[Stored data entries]
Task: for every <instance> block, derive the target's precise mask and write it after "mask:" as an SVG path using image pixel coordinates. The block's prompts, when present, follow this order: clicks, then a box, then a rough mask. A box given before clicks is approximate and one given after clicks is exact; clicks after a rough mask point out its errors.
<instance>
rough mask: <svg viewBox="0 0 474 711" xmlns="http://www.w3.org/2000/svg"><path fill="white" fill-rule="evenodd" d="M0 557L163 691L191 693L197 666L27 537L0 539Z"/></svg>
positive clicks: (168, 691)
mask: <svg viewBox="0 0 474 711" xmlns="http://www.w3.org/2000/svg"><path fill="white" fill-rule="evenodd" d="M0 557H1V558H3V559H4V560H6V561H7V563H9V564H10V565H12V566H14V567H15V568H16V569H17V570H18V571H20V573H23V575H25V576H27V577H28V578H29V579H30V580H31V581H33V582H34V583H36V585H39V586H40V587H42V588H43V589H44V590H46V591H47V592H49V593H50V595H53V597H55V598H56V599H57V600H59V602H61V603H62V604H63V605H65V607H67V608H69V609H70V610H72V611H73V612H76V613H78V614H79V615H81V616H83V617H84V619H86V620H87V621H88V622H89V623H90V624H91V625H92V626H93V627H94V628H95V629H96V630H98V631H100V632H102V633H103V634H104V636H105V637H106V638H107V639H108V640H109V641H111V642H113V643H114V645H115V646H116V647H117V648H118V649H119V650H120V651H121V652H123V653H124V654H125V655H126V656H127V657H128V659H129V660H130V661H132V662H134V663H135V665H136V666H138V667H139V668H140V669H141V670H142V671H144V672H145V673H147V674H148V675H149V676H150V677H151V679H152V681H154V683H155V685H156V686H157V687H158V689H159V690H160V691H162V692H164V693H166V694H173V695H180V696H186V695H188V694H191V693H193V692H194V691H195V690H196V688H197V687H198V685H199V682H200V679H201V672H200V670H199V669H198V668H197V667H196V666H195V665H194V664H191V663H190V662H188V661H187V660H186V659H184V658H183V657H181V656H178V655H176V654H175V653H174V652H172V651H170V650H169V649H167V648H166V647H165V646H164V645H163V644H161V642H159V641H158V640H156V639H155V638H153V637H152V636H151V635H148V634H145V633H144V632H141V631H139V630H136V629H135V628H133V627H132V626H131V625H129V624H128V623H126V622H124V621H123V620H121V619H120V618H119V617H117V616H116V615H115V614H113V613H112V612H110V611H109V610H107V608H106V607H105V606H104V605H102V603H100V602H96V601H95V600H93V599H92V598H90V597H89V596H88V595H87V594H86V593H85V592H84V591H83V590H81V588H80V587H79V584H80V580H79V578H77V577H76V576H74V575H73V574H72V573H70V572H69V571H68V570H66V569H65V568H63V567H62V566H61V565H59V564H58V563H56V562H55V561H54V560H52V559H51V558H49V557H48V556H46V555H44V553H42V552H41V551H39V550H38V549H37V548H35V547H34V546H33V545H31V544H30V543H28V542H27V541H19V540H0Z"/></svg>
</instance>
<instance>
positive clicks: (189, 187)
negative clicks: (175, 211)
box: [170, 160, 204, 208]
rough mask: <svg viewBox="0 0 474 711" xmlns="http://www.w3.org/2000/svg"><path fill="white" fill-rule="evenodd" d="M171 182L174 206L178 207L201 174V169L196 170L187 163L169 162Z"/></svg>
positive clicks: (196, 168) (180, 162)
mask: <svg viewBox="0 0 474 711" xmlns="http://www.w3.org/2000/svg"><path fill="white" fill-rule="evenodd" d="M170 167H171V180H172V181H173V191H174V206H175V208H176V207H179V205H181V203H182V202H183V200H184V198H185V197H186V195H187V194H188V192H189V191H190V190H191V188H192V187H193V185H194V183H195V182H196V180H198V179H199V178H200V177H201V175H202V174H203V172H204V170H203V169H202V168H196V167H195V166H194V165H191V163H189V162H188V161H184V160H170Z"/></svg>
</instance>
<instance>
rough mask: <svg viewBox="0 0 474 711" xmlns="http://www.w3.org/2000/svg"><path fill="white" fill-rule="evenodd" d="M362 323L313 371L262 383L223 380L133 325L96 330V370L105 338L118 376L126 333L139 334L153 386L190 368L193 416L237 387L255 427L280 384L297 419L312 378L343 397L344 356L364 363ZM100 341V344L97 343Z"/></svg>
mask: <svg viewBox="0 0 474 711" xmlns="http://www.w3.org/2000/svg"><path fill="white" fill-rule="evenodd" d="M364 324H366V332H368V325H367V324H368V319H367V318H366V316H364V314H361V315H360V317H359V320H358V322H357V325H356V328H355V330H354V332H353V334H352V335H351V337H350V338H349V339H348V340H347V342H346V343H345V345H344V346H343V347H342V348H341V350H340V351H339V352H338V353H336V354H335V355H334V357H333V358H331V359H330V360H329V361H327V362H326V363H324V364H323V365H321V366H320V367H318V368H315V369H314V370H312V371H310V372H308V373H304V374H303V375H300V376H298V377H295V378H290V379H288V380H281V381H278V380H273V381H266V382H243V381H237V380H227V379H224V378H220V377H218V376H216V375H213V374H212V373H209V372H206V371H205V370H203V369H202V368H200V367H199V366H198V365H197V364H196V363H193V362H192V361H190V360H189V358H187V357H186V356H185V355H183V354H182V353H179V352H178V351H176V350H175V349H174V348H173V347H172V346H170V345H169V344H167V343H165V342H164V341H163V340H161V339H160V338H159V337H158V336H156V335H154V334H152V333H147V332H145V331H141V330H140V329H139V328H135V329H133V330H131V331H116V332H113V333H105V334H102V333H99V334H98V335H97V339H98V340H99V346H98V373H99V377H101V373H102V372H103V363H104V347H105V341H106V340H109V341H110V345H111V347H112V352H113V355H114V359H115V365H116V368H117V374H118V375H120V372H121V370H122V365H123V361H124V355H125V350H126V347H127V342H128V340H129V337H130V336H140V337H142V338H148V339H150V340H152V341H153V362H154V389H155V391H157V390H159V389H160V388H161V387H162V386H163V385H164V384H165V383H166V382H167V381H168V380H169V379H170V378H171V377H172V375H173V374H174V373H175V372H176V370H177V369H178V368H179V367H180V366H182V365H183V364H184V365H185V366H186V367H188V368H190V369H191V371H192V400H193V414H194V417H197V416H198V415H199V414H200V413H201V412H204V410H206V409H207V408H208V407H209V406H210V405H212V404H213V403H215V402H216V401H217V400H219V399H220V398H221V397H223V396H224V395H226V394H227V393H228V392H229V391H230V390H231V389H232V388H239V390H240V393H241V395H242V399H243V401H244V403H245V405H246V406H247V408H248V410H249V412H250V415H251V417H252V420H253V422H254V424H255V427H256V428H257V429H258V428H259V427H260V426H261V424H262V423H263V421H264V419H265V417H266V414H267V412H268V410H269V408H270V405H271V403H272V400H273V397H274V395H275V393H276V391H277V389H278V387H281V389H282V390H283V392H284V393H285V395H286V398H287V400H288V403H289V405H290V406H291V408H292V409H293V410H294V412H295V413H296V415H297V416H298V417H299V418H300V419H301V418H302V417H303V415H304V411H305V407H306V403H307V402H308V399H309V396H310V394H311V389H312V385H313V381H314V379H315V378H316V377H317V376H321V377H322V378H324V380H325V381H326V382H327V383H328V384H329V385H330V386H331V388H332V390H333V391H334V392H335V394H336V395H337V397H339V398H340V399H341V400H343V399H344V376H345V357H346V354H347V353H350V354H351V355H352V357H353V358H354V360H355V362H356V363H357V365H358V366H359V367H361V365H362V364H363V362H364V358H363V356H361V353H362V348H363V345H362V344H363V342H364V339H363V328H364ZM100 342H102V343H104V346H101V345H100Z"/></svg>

> _WHAT NEEDS TO BE DONE_
Reply by returning the full set of records above exactly.

> _RESPONSE AREA_
Task: for every <instance> block, derive the target's precise mask and write it after "mask:" as an SVG path using image pixel coordinates. The block's prompts, when present, follow this order: clicks, then a box, then a rough mask. A box given before clicks is approximate and one given after clicks is exact; clicks after a rough mask point out its errors.
<instance>
rough mask: <svg viewBox="0 0 474 711" xmlns="http://www.w3.org/2000/svg"><path fill="white" fill-rule="evenodd" d="M0 557L163 691L191 693L197 666L27 537L0 539Z"/></svg>
positive clicks: (168, 691)
mask: <svg viewBox="0 0 474 711" xmlns="http://www.w3.org/2000/svg"><path fill="white" fill-rule="evenodd" d="M0 557H1V558H3V559H4V560H6V561H7V563H9V564H10V565H12V566H14V567H15V568H16V569H17V570H18V571H20V573H23V575H25V576H27V577H28V578H29V579H30V580H31V581H33V582H34V583H36V585H39V586H40V587H42V588H43V589H44V590H46V591H47V592H49V593H50V595H53V597H55V598H56V599H57V600H59V602H61V603H62V604H63V605H65V607H67V608H69V609H70V610H72V611H73V612H76V613H78V614H79V615H81V616H83V617H84V619H86V620H87V621H88V622H89V623H90V624H91V625H92V626H93V627H94V628H95V629H96V630H98V631H100V632H102V633H103V634H104V636H105V637H106V638H107V639H108V640H109V641H111V642H113V643H114V645H115V646H116V647H117V648H118V649H119V650H120V651H121V652H123V653H124V654H125V655H126V656H127V657H128V659H129V660H130V661H132V662H134V663H135V665H136V666H138V667H139V668H140V669H141V670H142V671H144V672H145V673H147V674H148V675H149V676H150V677H151V679H152V681H154V683H155V685H156V686H157V687H158V689H159V690H160V691H162V692H164V693H166V694H173V695H180V696H186V695H188V694H191V693H193V692H194V691H195V690H196V688H197V687H198V685H199V682H200V679H201V672H200V670H199V669H198V668H197V667H196V666H195V665H194V664H191V663H190V662H188V661H187V660H186V659H184V658H183V657H181V656H178V655H176V654H175V653H174V652H172V651H170V650H169V649H167V648H166V647H165V646H164V645H163V644H161V642H159V641H158V640H156V639H155V638H153V637H152V636H151V635H148V634H145V633H144V632H141V631H139V630H136V629H135V628H133V627H132V626H131V625H129V624H128V623H126V622H124V621H123V620H121V619H120V618H119V617H117V616H116V615H115V614H113V613H112V612H110V611H109V610H107V608H106V607H105V606H104V605H102V603H100V602H96V601H95V600H93V599H92V598H90V597H89V596H88V595H87V594H86V593H85V592H84V591H83V590H81V588H80V587H79V584H80V580H79V578H77V577H76V576H74V575H73V574H72V573H70V572H69V571H68V570H66V569H65V568H63V567H62V566H61V565H59V564H58V563H56V562H55V561H54V560H52V559H51V558H49V557H48V556H46V555H44V553H42V552H41V551H39V550H38V549H37V548H35V547H34V546H33V545H31V544H30V543H28V542H27V541H19V540H0Z"/></svg>
</instance>
<instance>
positive clicks: (189, 187)
negative clicks: (175, 211)
box: [170, 160, 204, 208]
rough mask: <svg viewBox="0 0 474 711" xmlns="http://www.w3.org/2000/svg"><path fill="white" fill-rule="evenodd" d="M171 182L174 206L178 207L201 174V169L196 170L187 163L169 162Z"/></svg>
positive clicks: (196, 168) (180, 162)
mask: <svg viewBox="0 0 474 711" xmlns="http://www.w3.org/2000/svg"><path fill="white" fill-rule="evenodd" d="M170 167H171V180H172V181H173V191H174V206H175V208H176V207H179V205H181V203H182V202H183V200H184V198H185V197H186V195H187V194H188V192H189V191H190V190H191V188H192V187H193V185H194V183H195V182H196V180H198V179H199V178H200V177H201V175H202V174H203V172H204V170H203V169H202V168H196V167H195V166H194V165H191V163H189V162H188V161H184V160H170Z"/></svg>
</instance>
<instance>
rough mask: <svg viewBox="0 0 474 711" xmlns="http://www.w3.org/2000/svg"><path fill="white" fill-rule="evenodd" d="M362 323L313 371L262 383L223 380L133 325L96 330V370L105 338L118 376L126 333L139 334L153 386L190 368L193 416L237 387L255 427L280 384L297 419L312 378L343 397L344 356L364 363ZM100 341V344L97 343Z"/></svg>
mask: <svg viewBox="0 0 474 711" xmlns="http://www.w3.org/2000/svg"><path fill="white" fill-rule="evenodd" d="M364 324H366V332H368V325H367V324H368V319H367V318H366V316H364V314H361V315H360V317H359V320H358V322H357V325H356V328H355V330H354V332H353V334H352V335H351V337H350V338H349V339H348V340H347V342H346V343H345V345H344V346H343V347H342V348H341V350H340V351H339V352H338V353H336V354H335V355H334V357H333V358H331V359H330V360H329V361H327V362H326V363H324V364H323V365H321V366H320V367H318V368H315V369H314V370H312V371H310V372H308V373H304V374H303V375H300V376H298V377H295V378H290V379H288V380H281V381H278V380H273V381H266V382H243V381H237V380H227V379H224V378H220V377H218V376H216V375H213V374H212V373H209V372H206V371H205V370H203V369H202V368H200V367H199V366H198V365H197V364H196V363H193V362H192V361H190V360H189V358H187V357H186V356H185V355H183V354H182V353H179V352H178V351H176V350H175V349H174V348H173V347H172V346H170V345H169V344H167V343H165V342H164V341H163V340H161V339H160V338H159V337H158V336H156V335H154V334H152V333H147V332H145V331H141V330H140V329H139V328H135V329H133V330H131V331H116V332H113V333H105V334H102V333H99V334H98V335H97V339H98V340H99V346H98V373H99V377H101V373H102V372H103V363H104V347H105V341H106V340H109V341H110V345H111V347H112V352H113V355H114V359H115V365H116V368H117V374H118V375H120V372H121V370H122V365H123V361H124V355H125V350H126V347H127V342H128V340H129V337H130V336H140V337H142V338H148V339H150V340H152V341H153V362H154V389H155V391H157V390H159V389H160V388H161V387H162V386H163V385H164V384H165V383H166V382H167V381H168V380H169V379H170V378H171V377H172V375H173V374H174V373H175V372H176V370H177V369H178V368H179V367H180V366H182V365H183V364H184V365H185V366H186V367H188V368H190V369H191V371H192V400H193V414H194V417H197V416H198V415H199V414H200V413H201V412H204V410H206V409H207V408H208V407H209V406H210V405H212V404H213V403H215V402H216V401H217V400H219V399H220V398H221V397H223V396H224V395H226V394H227V393H228V392H229V391H230V390H231V389H232V388H239V390H240V393H241V395H242V399H243V401H244V403H245V405H246V406H247V408H248V410H249V412H250V415H251V417H252V420H253V422H254V424H255V427H256V428H257V429H258V428H259V427H260V426H261V424H262V423H263V421H264V419H265V417H266V414H267V412H268V410H269V408H270V405H271V403H272V400H273V397H274V395H275V393H276V391H277V389H278V387H281V389H282V390H283V392H284V393H285V395H286V398H287V400H288V403H289V405H290V406H291V408H292V409H293V410H294V412H295V413H296V415H297V416H298V417H299V418H300V419H301V418H302V417H303V415H304V411H305V407H306V403H307V402H308V399H309V396H310V394H311V389H312V385H313V381H314V379H315V378H316V377H317V376H321V377H322V378H324V380H325V381H326V382H327V383H328V384H329V385H330V386H331V388H332V390H333V391H334V392H335V394H336V395H337V397H339V398H340V399H341V400H343V399H344V376H345V357H346V354H347V353H350V354H351V355H352V357H353V358H354V360H355V362H356V363H357V365H358V366H359V367H361V365H362V364H363V362H364V358H363V356H361V353H362V348H363V345H362V344H363V342H364V339H363V328H364ZM100 342H102V343H104V346H101V345H100Z"/></svg>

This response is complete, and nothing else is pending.